*Exercise brief:* Check every line of the data below for the word "accent". Copy the ones that have it.

*Stored data entries:*

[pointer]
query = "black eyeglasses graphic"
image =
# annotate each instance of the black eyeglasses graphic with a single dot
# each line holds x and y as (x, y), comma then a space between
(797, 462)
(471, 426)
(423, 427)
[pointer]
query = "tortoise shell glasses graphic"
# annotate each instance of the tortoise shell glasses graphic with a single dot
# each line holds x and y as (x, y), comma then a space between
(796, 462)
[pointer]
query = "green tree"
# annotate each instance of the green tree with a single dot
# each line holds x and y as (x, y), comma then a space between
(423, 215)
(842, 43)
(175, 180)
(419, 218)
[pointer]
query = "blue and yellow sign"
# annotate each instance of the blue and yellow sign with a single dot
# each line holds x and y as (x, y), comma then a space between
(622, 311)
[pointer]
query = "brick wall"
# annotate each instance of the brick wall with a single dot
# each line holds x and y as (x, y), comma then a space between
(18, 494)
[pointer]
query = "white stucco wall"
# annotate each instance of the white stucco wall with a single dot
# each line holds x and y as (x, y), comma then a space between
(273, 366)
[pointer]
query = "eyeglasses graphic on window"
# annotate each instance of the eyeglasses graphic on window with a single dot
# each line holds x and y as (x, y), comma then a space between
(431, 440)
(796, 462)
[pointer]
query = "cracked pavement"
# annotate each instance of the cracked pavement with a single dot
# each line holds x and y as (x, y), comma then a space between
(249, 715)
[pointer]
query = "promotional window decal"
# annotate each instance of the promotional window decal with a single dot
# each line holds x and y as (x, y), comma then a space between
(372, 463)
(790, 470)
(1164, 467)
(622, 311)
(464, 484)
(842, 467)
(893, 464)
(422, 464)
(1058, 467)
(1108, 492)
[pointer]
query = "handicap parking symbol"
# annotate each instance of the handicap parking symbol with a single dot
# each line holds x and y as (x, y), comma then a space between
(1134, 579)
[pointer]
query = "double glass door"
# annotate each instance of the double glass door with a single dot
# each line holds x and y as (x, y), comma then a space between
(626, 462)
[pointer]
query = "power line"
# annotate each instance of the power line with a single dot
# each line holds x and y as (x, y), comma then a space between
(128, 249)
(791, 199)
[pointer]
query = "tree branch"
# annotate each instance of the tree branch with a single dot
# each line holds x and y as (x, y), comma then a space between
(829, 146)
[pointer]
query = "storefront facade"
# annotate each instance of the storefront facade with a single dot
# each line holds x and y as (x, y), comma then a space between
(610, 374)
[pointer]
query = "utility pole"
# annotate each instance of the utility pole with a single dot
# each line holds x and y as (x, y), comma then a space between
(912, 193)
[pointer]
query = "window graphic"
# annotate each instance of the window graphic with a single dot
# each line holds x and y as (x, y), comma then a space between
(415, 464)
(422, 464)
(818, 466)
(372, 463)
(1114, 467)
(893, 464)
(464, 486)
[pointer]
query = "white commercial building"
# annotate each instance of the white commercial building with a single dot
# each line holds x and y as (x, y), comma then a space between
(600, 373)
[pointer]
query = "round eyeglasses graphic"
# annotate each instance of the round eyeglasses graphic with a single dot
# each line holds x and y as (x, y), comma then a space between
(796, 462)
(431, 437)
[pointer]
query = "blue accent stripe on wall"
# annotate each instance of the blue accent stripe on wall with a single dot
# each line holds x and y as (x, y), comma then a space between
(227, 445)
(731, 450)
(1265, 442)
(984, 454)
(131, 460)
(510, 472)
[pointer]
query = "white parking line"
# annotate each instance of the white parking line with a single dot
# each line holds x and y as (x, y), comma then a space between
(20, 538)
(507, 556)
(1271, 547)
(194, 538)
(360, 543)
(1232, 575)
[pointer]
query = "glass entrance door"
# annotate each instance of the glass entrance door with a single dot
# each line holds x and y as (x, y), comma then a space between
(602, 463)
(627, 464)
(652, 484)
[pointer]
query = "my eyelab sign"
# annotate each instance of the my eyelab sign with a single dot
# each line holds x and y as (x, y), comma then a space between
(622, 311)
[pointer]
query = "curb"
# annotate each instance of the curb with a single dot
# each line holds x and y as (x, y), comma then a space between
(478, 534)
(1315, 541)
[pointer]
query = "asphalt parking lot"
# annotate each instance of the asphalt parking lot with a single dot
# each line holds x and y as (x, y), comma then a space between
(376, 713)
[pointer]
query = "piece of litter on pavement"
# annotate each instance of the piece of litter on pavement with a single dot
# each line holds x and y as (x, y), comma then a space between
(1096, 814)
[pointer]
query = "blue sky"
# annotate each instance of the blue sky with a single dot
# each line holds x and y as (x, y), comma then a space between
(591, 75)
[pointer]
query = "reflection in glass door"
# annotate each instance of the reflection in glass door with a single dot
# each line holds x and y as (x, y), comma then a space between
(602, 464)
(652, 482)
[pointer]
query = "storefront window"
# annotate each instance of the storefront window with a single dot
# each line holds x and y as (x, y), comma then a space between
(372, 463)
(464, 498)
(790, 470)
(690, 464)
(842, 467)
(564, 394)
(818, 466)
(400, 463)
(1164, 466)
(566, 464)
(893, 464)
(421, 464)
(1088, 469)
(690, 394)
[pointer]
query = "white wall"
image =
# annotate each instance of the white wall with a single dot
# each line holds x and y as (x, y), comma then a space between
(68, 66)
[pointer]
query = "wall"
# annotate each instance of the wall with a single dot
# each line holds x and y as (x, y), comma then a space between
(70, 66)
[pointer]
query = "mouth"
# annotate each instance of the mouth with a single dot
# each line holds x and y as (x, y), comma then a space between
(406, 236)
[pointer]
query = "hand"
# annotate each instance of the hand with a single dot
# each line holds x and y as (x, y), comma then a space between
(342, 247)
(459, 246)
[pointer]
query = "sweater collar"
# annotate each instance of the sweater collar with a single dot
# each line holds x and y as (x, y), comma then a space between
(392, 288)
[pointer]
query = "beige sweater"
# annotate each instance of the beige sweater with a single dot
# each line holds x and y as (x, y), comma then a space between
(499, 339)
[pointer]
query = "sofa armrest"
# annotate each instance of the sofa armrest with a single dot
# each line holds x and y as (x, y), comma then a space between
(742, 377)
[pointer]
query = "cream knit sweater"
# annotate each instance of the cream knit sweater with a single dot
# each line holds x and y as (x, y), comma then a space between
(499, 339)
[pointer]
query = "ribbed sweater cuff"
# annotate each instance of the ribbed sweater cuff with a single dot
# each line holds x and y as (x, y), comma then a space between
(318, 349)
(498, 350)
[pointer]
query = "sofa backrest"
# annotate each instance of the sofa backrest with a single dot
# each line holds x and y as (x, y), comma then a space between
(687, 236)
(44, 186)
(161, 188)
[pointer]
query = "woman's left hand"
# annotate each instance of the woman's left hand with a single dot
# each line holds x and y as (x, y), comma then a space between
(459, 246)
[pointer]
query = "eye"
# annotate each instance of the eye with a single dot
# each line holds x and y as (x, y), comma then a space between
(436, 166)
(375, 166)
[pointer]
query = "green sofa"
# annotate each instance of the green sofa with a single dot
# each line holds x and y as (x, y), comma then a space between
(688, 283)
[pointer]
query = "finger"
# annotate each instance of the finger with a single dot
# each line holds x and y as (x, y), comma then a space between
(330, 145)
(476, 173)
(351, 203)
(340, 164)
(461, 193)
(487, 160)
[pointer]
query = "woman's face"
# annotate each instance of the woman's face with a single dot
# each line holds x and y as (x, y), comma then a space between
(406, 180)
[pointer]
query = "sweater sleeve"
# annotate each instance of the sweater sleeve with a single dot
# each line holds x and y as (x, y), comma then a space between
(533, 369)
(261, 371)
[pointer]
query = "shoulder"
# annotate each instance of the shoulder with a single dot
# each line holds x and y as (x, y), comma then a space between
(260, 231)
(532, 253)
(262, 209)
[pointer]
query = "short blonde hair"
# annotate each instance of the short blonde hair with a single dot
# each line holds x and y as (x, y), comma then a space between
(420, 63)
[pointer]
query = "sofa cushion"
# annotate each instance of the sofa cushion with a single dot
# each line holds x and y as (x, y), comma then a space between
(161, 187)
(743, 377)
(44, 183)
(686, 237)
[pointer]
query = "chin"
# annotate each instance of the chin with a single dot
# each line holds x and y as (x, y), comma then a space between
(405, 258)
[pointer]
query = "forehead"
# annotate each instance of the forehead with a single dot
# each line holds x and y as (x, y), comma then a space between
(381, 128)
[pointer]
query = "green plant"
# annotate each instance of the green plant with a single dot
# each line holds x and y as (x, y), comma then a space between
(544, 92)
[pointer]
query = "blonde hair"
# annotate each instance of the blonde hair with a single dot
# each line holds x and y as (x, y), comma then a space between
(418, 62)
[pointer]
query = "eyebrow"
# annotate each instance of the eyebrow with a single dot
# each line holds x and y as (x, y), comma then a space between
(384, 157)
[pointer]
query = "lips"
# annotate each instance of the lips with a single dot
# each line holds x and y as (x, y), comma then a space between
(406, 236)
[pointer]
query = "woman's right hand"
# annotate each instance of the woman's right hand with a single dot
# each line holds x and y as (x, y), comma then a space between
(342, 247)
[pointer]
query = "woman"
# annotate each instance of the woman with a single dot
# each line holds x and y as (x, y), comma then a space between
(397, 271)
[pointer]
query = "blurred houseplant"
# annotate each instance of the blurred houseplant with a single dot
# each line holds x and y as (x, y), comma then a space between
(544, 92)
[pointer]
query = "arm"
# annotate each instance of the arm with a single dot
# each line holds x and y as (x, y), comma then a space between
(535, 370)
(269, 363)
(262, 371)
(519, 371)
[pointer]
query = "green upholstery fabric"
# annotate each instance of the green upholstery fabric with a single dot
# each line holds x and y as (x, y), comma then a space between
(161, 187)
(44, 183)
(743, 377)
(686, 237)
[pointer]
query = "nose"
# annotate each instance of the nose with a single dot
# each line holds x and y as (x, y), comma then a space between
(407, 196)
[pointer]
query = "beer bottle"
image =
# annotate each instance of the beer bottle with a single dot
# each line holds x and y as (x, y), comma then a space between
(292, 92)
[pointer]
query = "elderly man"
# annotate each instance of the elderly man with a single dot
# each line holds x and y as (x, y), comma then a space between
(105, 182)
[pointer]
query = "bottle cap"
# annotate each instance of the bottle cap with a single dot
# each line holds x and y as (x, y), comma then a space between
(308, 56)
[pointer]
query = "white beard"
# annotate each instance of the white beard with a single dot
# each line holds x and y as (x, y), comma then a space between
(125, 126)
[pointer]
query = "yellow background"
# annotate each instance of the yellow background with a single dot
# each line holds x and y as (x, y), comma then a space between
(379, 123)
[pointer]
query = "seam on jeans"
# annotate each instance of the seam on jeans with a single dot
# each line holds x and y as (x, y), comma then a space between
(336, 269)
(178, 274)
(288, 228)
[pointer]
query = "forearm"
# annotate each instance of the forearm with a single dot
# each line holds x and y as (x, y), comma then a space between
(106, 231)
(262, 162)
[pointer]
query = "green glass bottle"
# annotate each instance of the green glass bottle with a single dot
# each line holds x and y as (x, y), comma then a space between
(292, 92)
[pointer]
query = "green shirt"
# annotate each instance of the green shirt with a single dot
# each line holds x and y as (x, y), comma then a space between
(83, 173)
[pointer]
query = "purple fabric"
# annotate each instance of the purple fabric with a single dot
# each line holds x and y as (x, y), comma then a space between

*Task result:*
query = "blue accent stripe on wall"
# annotate each instance of the blue accent stripe on wall with a single dot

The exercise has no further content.